[Items from a data source]
- - - - - - -
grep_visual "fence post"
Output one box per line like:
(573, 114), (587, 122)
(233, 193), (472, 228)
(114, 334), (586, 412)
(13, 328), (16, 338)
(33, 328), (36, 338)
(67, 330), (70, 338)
- - - - - - -
What to produce
The records above should be copied out again in full, exactly as they appear.

Result of this task
grep_visual "fence post"
Output one box per line like:
(573, 114), (587, 122)
(233, 193), (472, 228)
(114, 334), (586, 412)
(13, 328), (16, 338)
(33, 328), (36, 338)
(67, 330), (70, 338)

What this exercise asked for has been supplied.